» **What is required**
Only the lines below between the one holding "Phrase: bear's head" and the one holding "If you could tag each instance of the lake", inclusive, are to be reproduced word for word; the pictures are to be left out.

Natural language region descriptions
------

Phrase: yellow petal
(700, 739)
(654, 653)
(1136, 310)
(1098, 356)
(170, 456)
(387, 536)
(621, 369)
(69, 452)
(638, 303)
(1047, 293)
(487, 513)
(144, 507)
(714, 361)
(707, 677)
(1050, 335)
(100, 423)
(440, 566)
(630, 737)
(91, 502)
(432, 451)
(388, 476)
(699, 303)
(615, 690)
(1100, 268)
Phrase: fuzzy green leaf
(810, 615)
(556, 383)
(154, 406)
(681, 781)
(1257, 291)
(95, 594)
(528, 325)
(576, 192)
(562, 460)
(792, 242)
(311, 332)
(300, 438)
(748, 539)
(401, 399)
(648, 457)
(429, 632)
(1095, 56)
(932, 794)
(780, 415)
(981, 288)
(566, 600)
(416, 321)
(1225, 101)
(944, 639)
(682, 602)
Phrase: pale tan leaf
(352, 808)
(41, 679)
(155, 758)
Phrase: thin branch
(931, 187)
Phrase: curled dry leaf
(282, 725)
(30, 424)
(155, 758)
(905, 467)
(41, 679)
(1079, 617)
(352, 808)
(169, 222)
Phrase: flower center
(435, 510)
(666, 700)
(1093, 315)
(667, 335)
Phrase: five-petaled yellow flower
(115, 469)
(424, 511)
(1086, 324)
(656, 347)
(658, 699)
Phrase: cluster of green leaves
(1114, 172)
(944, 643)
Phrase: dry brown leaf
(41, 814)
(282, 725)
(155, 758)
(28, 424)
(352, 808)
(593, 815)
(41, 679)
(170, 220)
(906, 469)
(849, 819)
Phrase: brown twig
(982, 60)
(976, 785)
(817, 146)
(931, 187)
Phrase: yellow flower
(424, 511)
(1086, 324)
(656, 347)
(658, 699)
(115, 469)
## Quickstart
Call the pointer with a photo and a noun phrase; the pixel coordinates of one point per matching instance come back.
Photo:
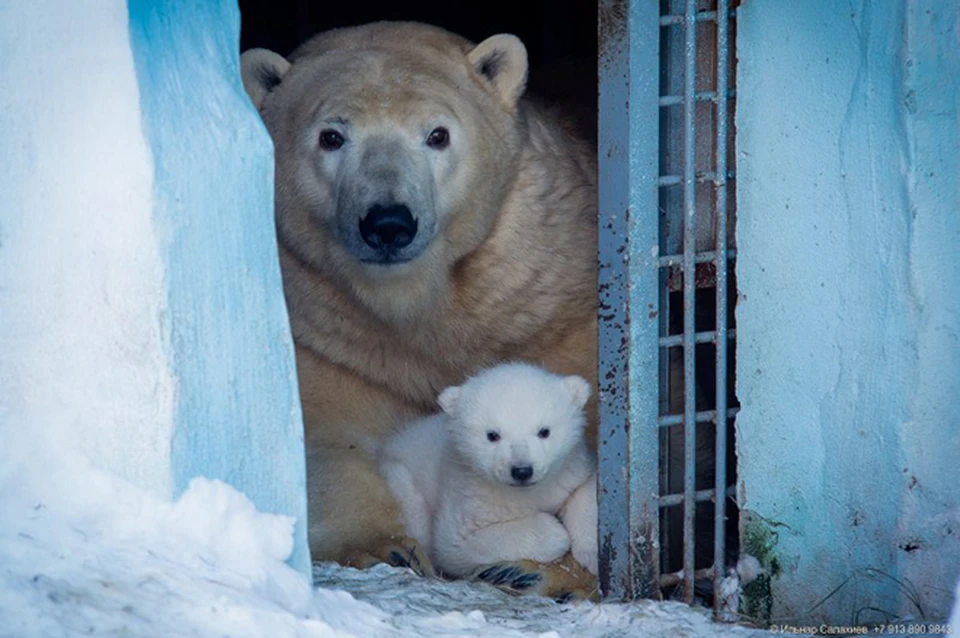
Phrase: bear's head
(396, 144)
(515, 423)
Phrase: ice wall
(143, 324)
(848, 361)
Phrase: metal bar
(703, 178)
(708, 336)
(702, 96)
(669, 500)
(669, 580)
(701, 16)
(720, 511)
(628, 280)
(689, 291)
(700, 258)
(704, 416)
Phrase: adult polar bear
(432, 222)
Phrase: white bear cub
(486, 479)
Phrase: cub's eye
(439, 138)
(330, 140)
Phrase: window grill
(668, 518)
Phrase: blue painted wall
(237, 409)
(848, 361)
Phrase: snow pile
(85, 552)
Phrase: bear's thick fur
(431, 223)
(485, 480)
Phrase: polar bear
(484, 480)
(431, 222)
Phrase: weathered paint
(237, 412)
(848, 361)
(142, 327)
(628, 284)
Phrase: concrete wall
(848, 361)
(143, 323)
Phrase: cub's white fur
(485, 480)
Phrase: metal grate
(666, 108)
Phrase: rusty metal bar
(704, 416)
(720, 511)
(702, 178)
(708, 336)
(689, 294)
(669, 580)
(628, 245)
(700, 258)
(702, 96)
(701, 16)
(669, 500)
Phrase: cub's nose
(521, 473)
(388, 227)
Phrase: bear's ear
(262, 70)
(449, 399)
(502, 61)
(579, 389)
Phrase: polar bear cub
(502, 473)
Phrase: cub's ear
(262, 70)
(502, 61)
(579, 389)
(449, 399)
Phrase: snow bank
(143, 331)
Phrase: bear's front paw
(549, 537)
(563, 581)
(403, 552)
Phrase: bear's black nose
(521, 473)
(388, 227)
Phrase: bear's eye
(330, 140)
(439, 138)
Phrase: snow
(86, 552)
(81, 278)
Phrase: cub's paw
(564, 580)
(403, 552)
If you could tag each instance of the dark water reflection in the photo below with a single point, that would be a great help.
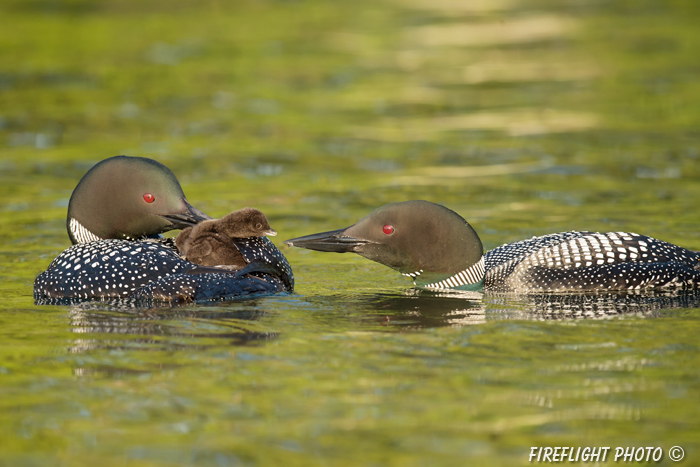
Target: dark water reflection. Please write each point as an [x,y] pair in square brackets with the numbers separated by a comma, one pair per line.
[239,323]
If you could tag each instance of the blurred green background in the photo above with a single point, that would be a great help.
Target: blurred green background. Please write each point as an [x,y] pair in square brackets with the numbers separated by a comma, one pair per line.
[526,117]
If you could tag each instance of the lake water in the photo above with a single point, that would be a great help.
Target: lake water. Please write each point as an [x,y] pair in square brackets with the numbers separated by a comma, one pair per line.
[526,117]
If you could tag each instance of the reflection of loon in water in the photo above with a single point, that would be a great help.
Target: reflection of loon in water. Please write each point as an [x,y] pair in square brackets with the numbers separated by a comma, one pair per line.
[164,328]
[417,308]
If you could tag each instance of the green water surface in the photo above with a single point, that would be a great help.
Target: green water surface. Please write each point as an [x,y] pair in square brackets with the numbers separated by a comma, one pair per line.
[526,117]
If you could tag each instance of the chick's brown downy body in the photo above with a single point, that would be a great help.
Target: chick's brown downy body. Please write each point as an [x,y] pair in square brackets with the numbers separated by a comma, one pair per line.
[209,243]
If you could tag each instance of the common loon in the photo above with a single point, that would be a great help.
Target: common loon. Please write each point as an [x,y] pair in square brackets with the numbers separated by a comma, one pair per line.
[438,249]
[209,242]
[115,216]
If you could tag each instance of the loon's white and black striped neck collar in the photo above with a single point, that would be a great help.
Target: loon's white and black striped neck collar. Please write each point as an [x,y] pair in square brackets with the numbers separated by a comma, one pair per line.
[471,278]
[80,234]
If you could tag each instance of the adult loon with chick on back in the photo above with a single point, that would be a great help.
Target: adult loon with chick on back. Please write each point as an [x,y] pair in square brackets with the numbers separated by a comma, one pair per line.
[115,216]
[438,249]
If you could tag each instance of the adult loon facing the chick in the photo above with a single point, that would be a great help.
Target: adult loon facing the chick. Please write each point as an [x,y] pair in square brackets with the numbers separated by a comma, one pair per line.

------

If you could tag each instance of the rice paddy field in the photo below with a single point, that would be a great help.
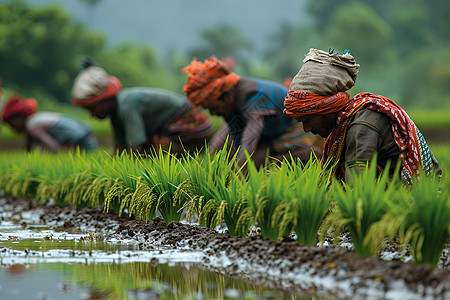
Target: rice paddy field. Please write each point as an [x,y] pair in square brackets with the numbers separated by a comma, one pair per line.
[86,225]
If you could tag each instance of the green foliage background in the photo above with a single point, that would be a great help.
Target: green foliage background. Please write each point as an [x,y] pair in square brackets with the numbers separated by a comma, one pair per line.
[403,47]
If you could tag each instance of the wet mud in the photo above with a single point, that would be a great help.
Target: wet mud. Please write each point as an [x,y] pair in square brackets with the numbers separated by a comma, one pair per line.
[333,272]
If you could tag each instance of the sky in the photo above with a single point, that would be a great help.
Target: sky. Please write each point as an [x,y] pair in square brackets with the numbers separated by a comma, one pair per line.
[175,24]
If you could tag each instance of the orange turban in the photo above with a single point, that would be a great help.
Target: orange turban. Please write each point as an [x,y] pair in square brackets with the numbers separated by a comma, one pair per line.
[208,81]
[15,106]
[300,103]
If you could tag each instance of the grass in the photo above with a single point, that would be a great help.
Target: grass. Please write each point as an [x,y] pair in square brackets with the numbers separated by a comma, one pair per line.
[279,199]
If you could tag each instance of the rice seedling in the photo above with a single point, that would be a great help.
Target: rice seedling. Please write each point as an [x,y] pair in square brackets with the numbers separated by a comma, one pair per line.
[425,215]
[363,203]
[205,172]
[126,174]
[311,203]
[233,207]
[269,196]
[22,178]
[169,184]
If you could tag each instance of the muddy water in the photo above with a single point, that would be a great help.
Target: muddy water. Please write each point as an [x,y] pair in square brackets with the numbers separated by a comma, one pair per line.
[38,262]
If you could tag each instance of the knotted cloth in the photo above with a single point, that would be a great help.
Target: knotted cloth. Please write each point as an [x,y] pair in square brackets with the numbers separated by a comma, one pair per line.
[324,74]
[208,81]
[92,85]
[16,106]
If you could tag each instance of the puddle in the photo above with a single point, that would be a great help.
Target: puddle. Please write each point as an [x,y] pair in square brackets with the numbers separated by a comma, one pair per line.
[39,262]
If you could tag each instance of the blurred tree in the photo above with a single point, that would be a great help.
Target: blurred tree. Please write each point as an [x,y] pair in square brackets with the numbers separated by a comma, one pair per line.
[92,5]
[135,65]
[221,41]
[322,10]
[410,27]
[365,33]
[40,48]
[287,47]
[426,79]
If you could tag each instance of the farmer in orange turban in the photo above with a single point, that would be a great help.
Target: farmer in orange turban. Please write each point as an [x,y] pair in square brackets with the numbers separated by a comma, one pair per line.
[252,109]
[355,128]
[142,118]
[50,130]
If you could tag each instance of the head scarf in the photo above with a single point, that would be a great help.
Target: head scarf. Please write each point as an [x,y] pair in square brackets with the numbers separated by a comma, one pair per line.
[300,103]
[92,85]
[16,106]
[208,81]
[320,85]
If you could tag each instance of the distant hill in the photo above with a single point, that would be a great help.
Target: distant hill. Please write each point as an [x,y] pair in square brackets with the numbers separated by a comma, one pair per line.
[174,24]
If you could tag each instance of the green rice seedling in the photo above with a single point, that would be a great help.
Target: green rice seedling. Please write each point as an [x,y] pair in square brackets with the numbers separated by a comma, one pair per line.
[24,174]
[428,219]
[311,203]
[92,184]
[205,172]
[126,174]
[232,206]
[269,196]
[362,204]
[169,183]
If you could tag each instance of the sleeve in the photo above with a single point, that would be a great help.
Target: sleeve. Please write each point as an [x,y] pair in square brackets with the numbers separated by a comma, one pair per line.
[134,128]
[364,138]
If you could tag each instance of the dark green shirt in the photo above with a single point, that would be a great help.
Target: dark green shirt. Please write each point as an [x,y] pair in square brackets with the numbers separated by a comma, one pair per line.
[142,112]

------

» **Result for this task**
Phrase: bear's head
(396, 144)
(515, 423)
Phrase: ice wall
(143, 324)
(848, 361)
Phrase: metal bar
(703, 178)
(708, 336)
(702, 96)
(669, 500)
(669, 580)
(701, 16)
(720, 511)
(628, 280)
(689, 291)
(700, 258)
(704, 416)
Phrase: adult polar bear
(432, 222)
Phrase: white bear cub
(486, 479)
Phrase: cub's eye
(439, 138)
(330, 140)
Phrase: window grill
(668, 518)
Phrase: blue painted wall
(237, 409)
(848, 361)
Phrase: snow pile
(85, 552)
Phrase: bear's thick fur
(431, 223)
(485, 480)
Phrase: polar bear
(484, 480)
(431, 222)
Phrase: weathered paint
(237, 412)
(848, 361)
(142, 327)
(628, 284)
Phrase: concrete wall
(848, 361)
(143, 323)
Phrase: cub's white fur
(485, 480)
Phrase: metal grate
(666, 108)
Phrase: rusty metal bar
(704, 416)
(720, 511)
(702, 178)
(708, 336)
(689, 294)
(669, 580)
(628, 245)
(700, 258)
(702, 96)
(701, 16)
(669, 500)
Phrase: cub's nose
(521, 473)
(388, 227)
Phrase: bear's ear
(262, 70)
(449, 399)
(502, 61)
(579, 389)
Phrase: polar bear cub
(502, 473)
Phrase: cub's ear
(262, 70)
(502, 61)
(579, 389)
(449, 399)
Phrase: snow bank
(143, 331)
Phrase: bear's front paw
(549, 537)
(563, 581)
(403, 552)
Phrase: bear's black nose
(521, 473)
(388, 227)
Phrase: bear's eye
(330, 140)
(439, 138)
Phrase: snow
(86, 552)
(81, 278)
Phrase: cub's paw
(564, 580)
(403, 552)
If you could tag each instance of the dark water reflection in the photo below with a single point, that would be a great help.
Target: dark water reflection. Please write each point as an [x,y] pair in square brackets with the numbers separated by a comma, one pair per line.
[239,323]
If you could tag each instance of the blurred green background in the photo above with a single point, that would be a great help.
Target: blurred green background. Please write each point as an [x,y] pair in square brackets with the numbers separated by a comma, one pair per line.
[526,117]
If you could tag each instance of the lake water in the photo above with a single point, that would be a great help.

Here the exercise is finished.